▶ Provided entries

■ ■ ■ ■ ■

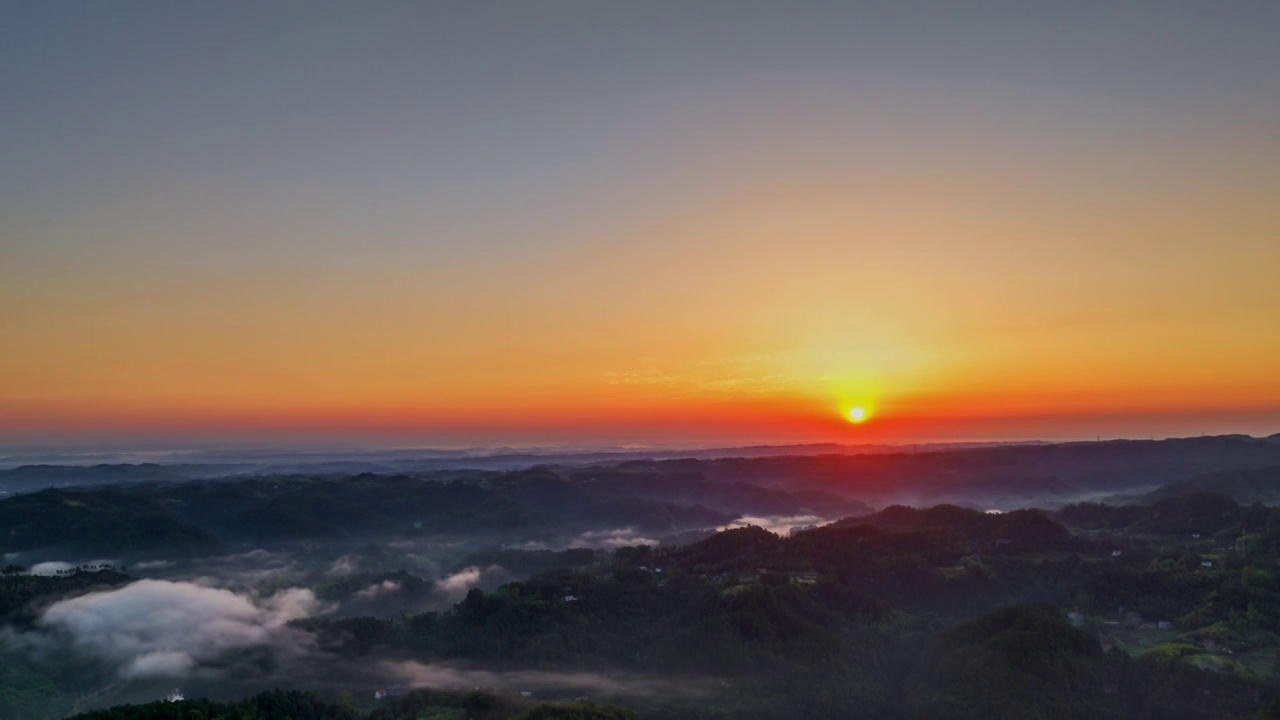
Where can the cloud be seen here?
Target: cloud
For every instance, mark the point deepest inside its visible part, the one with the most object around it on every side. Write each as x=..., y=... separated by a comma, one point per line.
x=50, y=568
x=159, y=628
x=54, y=566
x=777, y=524
x=618, y=537
x=378, y=589
x=437, y=675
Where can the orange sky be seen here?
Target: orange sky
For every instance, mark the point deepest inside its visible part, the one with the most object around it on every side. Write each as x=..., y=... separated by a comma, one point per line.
x=720, y=255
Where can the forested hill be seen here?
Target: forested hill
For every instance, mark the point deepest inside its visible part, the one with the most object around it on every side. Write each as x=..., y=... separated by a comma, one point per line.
x=941, y=613
x=1246, y=486
x=432, y=705
x=201, y=516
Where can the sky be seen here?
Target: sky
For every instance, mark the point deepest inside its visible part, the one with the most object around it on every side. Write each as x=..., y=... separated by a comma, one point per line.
x=657, y=223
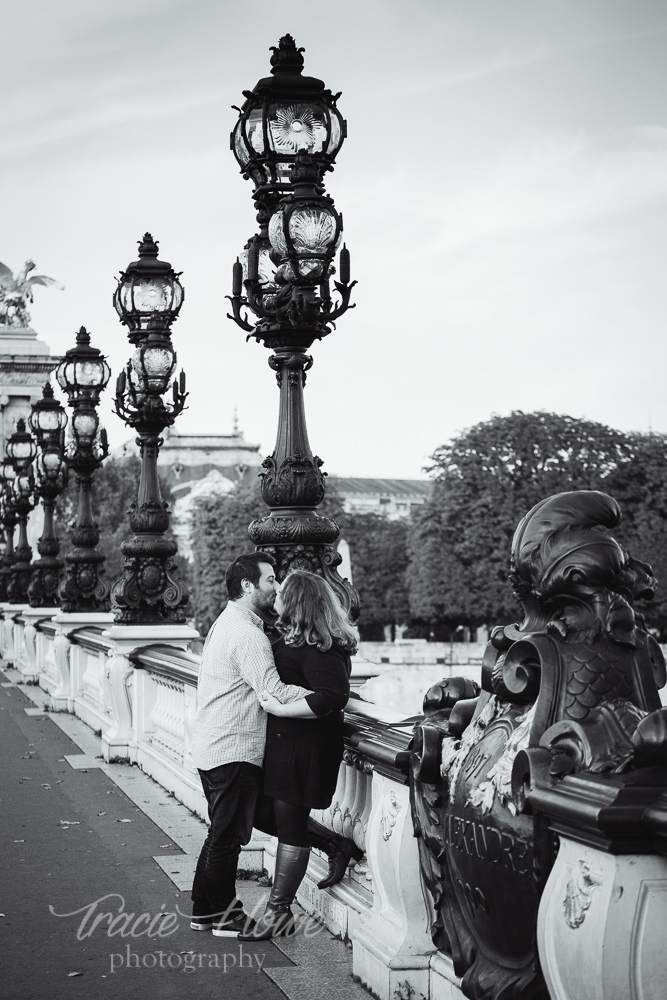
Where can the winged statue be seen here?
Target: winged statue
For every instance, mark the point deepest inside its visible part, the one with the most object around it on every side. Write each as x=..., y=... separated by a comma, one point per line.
x=17, y=290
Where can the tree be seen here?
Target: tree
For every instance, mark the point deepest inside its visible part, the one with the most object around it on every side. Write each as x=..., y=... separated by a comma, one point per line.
x=485, y=481
x=640, y=486
x=378, y=556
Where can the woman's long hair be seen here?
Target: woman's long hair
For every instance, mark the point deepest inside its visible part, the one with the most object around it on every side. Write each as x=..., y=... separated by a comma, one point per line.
x=312, y=614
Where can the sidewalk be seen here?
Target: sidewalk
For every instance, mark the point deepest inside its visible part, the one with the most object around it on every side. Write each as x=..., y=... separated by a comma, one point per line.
x=98, y=863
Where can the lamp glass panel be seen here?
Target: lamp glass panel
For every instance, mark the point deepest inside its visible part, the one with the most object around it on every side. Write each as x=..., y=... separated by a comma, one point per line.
x=159, y=362
x=125, y=296
x=277, y=233
x=21, y=449
x=254, y=130
x=313, y=229
x=284, y=171
x=336, y=137
x=51, y=461
x=240, y=148
x=89, y=372
x=296, y=128
x=22, y=486
x=152, y=295
x=265, y=266
x=85, y=424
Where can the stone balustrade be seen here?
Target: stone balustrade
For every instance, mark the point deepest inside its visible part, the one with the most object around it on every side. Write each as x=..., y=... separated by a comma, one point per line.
x=137, y=686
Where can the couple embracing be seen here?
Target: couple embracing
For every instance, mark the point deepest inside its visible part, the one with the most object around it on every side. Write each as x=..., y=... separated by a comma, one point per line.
x=268, y=739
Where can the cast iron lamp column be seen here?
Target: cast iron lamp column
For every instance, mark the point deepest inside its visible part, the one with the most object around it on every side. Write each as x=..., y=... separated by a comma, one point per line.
x=47, y=422
x=21, y=451
x=82, y=375
x=288, y=134
x=148, y=299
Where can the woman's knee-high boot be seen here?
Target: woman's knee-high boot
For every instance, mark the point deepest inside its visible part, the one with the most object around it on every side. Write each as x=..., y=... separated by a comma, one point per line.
x=277, y=919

■ ■ ■ ■ ■

▶ Exercise directions
Format every line of the items above as a Markdown table with the columns "Row" and "Item text", numbering the rows in order and skipping blank lines. Leave the pictures out of the table.

▶ Expected answer
| Row | Item text |
|---|---|
| 1 | Where can the cloud be seen here? |
| 2 | Target: cloud |
| 3 | For every instance, mark the point deepest inside its visible part, the one with the most object around it on every side. Write each as x=..., y=... separated by a comma, one point per line. |
| 4 | x=50, y=568 |
| 5 | x=159, y=628 |
| 6 | x=54, y=566 |
| 7 | x=777, y=524 |
| 8 | x=618, y=537 |
| 9 | x=378, y=589 |
| 10 | x=437, y=675 |
| 11 | Where can the orange sky be seen here? |
| 12 | Target: orange sky |
| 13 | For every instance, mark the point deepest inside its visible part, the one with the most object around it on every side. Write each as x=..., y=... separated by a comma, one point per line. |
| 14 | x=720, y=255 |
| 15 | Where can the forested hill be seen here? |
| 16 | Target: forested hill |
| 17 | For every instance, mark the point deepest inside its visible part, the one with the most object around it on every side. Write each as x=..., y=... separated by a comma, one point per line. |
| 18 | x=941, y=613 |
| 19 | x=1246, y=486 |
| 20 | x=432, y=705 |
| 21 | x=201, y=516 |
| 22 | Where can the sky be seen here? |
| 23 | Target: sky |
| 24 | For every instance, mark the point deepest inside its visible part, the one with the most object around it on every side. Write each as x=..., y=... separated by a comma, one point per line. |
| 25 | x=657, y=223 |
| 26 | Where can the winged statue be seen here? |
| 27 | Target: winged statue |
| 28 | For every instance, mark the point deepest inside its visible part, the one with the most object around it on every side. Write each as x=..., y=... separated by a comma, one point per line. |
| 29 | x=17, y=290 |
| 30 | Where can the tree be seen here? |
| 31 | Target: tree |
| 32 | For every instance, mark the point deepest inside its visible part, the one with the most object around it on every side. Write each as x=..., y=... separated by a comma, one point per line. |
| 33 | x=485, y=481 |
| 34 | x=640, y=486 |
| 35 | x=378, y=556 |
| 36 | Where can the woman's long hair be seen here? |
| 37 | Target: woman's long hair |
| 38 | For every instance, mark the point deepest inside its visible part, the one with the most object around it on every side. Write each as x=..., y=... separated by a comma, one point per line. |
| 39 | x=312, y=614 |
| 40 | Where can the sidewalk be seen here? |
| 41 | Target: sidewalk |
| 42 | For every instance, mark the point deepest inside its visible part, the one with the most object around it on every side. Write each as x=..., y=... separated by a comma, one point per line. |
| 43 | x=98, y=863 |
| 44 | Where can the lamp glass panel be seen here? |
| 45 | Target: lamp glass panel |
| 46 | For every instance, mark the point deepest inside its visible part, the one with the most object around it on every side. Write each as x=..., y=... separated by a comma, one point per line. |
| 47 | x=159, y=362 |
| 48 | x=125, y=296 |
| 49 | x=277, y=233 |
| 50 | x=21, y=449 |
| 51 | x=254, y=130 |
| 52 | x=313, y=229 |
| 53 | x=284, y=171 |
| 54 | x=336, y=137 |
| 55 | x=51, y=461 |
| 56 | x=240, y=148 |
| 57 | x=89, y=372 |
| 58 | x=296, y=128 |
| 59 | x=22, y=486 |
| 60 | x=152, y=295 |
| 61 | x=265, y=266 |
| 62 | x=85, y=424 |
| 63 | Where can the stone balustrade be seen here? |
| 64 | Target: stone balustrade |
| 65 | For every instance, mark the point deepest inside its visible part, the one with the most object around it on every side. Write each as x=..., y=... separated by a comma, one point per line. |
| 66 | x=137, y=686 |
| 67 | Where can the couple embracing be seen here? |
| 68 | Target: couple embracing |
| 69 | For every instance, mark the point deepest inside its visible part, the one with the most object around it on every side. Write each as x=..., y=... separated by a comma, one point per line. |
| 70 | x=268, y=739 |
| 71 | Where can the cast iron lamp column be seen here? |
| 72 | Target: cast iron lamp column |
| 73 | For every instance, mark the point deepest inside its visible part, the one with the most object around it on every side. Write each as x=..., y=... separated by a comma, one point per line. |
| 74 | x=47, y=422 |
| 75 | x=21, y=451 |
| 76 | x=82, y=375 |
| 77 | x=288, y=134 |
| 78 | x=148, y=299 |
| 79 | Where can the woman's knee-high boot be seen here? |
| 80 | Target: woman's knee-high boot |
| 81 | For every instance, mark the point deepest inside its visible part, the one with the most object around it on every side. Write each as x=..., y=... separated by a comma, one point per line. |
| 82 | x=277, y=919 |